INPUT ROWS →
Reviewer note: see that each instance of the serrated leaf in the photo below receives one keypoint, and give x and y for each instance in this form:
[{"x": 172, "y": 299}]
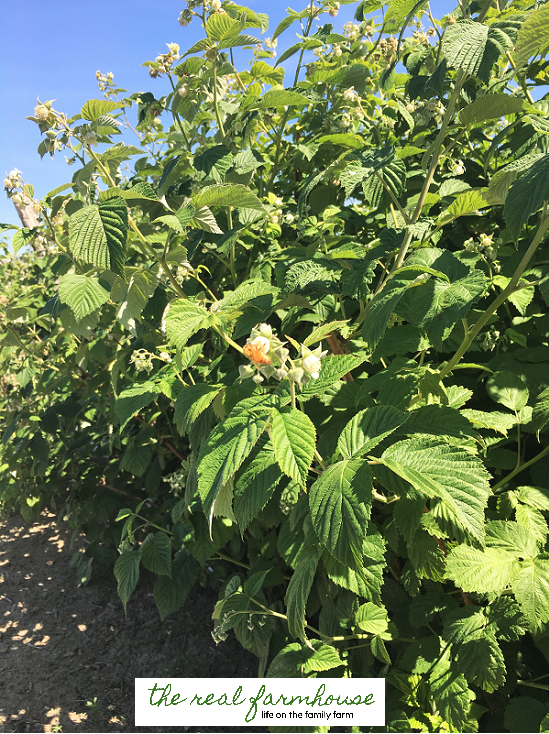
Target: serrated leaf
[
  {"x": 531, "y": 590},
  {"x": 334, "y": 367},
  {"x": 299, "y": 589},
  {"x": 283, "y": 97},
  {"x": 321, "y": 332},
  {"x": 94, "y": 108},
  {"x": 540, "y": 412},
  {"x": 82, "y": 294},
  {"x": 136, "y": 460},
  {"x": 170, "y": 593},
  {"x": 234, "y": 195},
  {"x": 509, "y": 389},
  {"x": 183, "y": 319},
  {"x": 451, "y": 694},
  {"x": 97, "y": 234},
  {"x": 156, "y": 554},
  {"x": 491, "y": 570},
  {"x": 255, "y": 486},
  {"x": 526, "y": 196},
  {"x": 133, "y": 399},
  {"x": 119, "y": 152},
  {"x": 294, "y": 440},
  {"x": 340, "y": 501},
  {"x": 511, "y": 537},
  {"x": 191, "y": 402},
  {"x": 376, "y": 321},
  {"x": 223, "y": 454},
  {"x": 371, "y": 618},
  {"x": 533, "y": 36},
  {"x": 368, "y": 428},
  {"x": 533, "y": 520},
  {"x": 495, "y": 421},
  {"x": 450, "y": 473},
  {"x": 482, "y": 662},
  {"x": 524, "y": 714},
  {"x": 126, "y": 571}
]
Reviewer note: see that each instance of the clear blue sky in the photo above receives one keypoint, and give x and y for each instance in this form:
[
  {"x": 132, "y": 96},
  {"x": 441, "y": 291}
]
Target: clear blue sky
[{"x": 52, "y": 50}]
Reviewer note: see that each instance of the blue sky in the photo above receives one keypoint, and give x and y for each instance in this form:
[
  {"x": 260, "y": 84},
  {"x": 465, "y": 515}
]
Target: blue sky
[{"x": 52, "y": 50}]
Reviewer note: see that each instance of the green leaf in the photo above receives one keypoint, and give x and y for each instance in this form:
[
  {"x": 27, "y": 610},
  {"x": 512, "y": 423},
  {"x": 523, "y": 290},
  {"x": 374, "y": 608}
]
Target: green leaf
[
  {"x": 368, "y": 428},
  {"x": 191, "y": 402},
  {"x": 482, "y": 662},
  {"x": 321, "y": 332},
  {"x": 526, "y": 196},
  {"x": 94, "y": 108},
  {"x": 489, "y": 107},
  {"x": 134, "y": 295},
  {"x": 156, "y": 554},
  {"x": 540, "y": 412},
  {"x": 97, "y": 234},
  {"x": 371, "y": 618},
  {"x": 340, "y": 502},
  {"x": 334, "y": 367},
  {"x": 533, "y": 37},
  {"x": 438, "y": 420},
  {"x": 474, "y": 48},
  {"x": 223, "y": 454},
  {"x": 183, "y": 319},
  {"x": 524, "y": 714},
  {"x": 170, "y": 593},
  {"x": 136, "y": 459},
  {"x": 283, "y": 97},
  {"x": 82, "y": 294},
  {"x": 450, "y": 473},
  {"x": 399, "y": 10},
  {"x": 509, "y": 389},
  {"x": 495, "y": 421},
  {"x": 451, "y": 694},
  {"x": 119, "y": 152},
  {"x": 234, "y": 195},
  {"x": 134, "y": 399},
  {"x": 294, "y": 440},
  {"x": 299, "y": 589},
  {"x": 376, "y": 321},
  {"x": 296, "y": 660},
  {"x": 533, "y": 520},
  {"x": 531, "y": 590},
  {"x": 126, "y": 571},
  {"x": 511, "y": 537},
  {"x": 491, "y": 570},
  {"x": 255, "y": 486}
]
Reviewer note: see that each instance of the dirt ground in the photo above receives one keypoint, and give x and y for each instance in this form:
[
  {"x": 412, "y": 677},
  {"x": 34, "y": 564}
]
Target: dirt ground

EXERCISE TASK →
Rewrite every line of the records above as a numbered list, skipping any blank lines and leaving out the pictures.

RESULT OF THIS EXERCISE →
1. Reviewer note: see that each instance of the serrated leaf in the photo below receives one keypoint, and give x and y for each instance in this form:
2. [{"x": 172, "y": 299}]
3. Target: serrated leaf
4. [
5.   {"x": 531, "y": 590},
6.   {"x": 334, "y": 367},
7.   {"x": 299, "y": 589},
8.   {"x": 283, "y": 97},
9.   {"x": 321, "y": 332},
10.   {"x": 94, "y": 108},
11.   {"x": 540, "y": 412},
12.   {"x": 82, "y": 294},
13.   {"x": 136, "y": 460},
14.   {"x": 170, "y": 593},
15.   {"x": 234, "y": 195},
16.   {"x": 509, "y": 389},
17.   {"x": 183, "y": 319},
18.   {"x": 451, "y": 694},
19.   {"x": 97, "y": 234},
20.   {"x": 156, "y": 554},
21.   {"x": 491, "y": 570},
22.   {"x": 255, "y": 486},
23.   {"x": 526, "y": 196},
24.   {"x": 133, "y": 399},
25.   {"x": 119, "y": 152},
26.   {"x": 294, "y": 440},
27.   {"x": 340, "y": 501},
28.   {"x": 511, "y": 537},
29.   {"x": 191, "y": 402},
30.   {"x": 376, "y": 321},
31.   {"x": 223, "y": 454},
32.   {"x": 371, "y": 618},
33.   {"x": 533, "y": 36},
34.   {"x": 368, "y": 428},
35.   {"x": 533, "y": 520},
36.   {"x": 495, "y": 421},
37.   {"x": 450, "y": 473},
38.   {"x": 482, "y": 662},
39.   {"x": 524, "y": 714},
40.   {"x": 126, "y": 571}
41. ]
42. Reviewer note: see that each instance of the clear blue sky in the photo above receives one keypoint, and give x and y for each instance in this form:
43. [
44.   {"x": 132, "y": 96},
45.   {"x": 441, "y": 291}
46. ]
47. Target: clear blue sky
48. [{"x": 52, "y": 50}]
49. Reviewer note: see that each instance of the blue sky in the photo above receives one keypoint, and give x and y for each instance in this form:
50. [
51.   {"x": 260, "y": 84},
52.   {"x": 465, "y": 515}
53. ]
54. Target: blue sky
55. [{"x": 52, "y": 50}]
56. Reviewer note: see that each instance of the green leaf in the photo above receives one keypoint, and give x and y for each instance in this form:
57. [
58.   {"x": 27, "y": 610},
59.   {"x": 512, "y": 423},
60.   {"x": 523, "y": 290},
61.   {"x": 374, "y": 608}
62. ]
63. Target: green leaf
64. [
65.   {"x": 368, "y": 428},
66.   {"x": 191, "y": 402},
67.   {"x": 482, "y": 662},
68.   {"x": 321, "y": 332},
69.   {"x": 526, "y": 196},
70.   {"x": 94, "y": 108},
71.   {"x": 489, "y": 107},
72.   {"x": 134, "y": 295},
73.   {"x": 156, "y": 554},
74.   {"x": 540, "y": 412},
75.   {"x": 97, "y": 234},
76.   {"x": 371, "y": 618},
77.   {"x": 340, "y": 502},
78.   {"x": 334, "y": 367},
79.   {"x": 533, "y": 37},
80.   {"x": 438, "y": 420},
81.   {"x": 474, "y": 48},
82.   {"x": 223, "y": 454},
83.   {"x": 183, "y": 319},
84.   {"x": 524, "y": 714},
85.   {"x": 170, "y": 593},
86.   {"x": 136, "y": 459},
87.   {"x": 283, "y": 97},
88.   {"x": 82, "y": 294},
89.   {"x": 450, "y": 473},
90.   {"x": 399, "y": 10},
91.   {"x": 509, "y": 389},
92.   {"x": 495, "y": 421},
93.   {"x": 451, "y": 694},
94.   {"x": 119, "y": 152},
95.   {"x": 234, "y": 195},
96.   {"x": 134, "y": 399},
97.   {"x": 294, "y": 440},
98.   {"x": 299, "y": 589},
99.   {"x": 376, "y": 321},
100.   {"x": 296, "y": 660},
101.   {"x": 533, "y": 520},
102.   {"x": 531, "y": 590},
103.   {"x": 126, "y": 571},
104.   {"x": 511, "y": 537},
105.   {"x": 491, "y": 570},
106.   {"x": 255, "y": 486}
107. ]
108. Reviewer note: see that each instance of the dirt ground in the photo above receives one keypoint, and give x and y for each instance in this form:
109. [
110.   {"x": 412, "y": 677},
111.   {"x": 34, "y": 564}
112. ]
113. Target: dirt ground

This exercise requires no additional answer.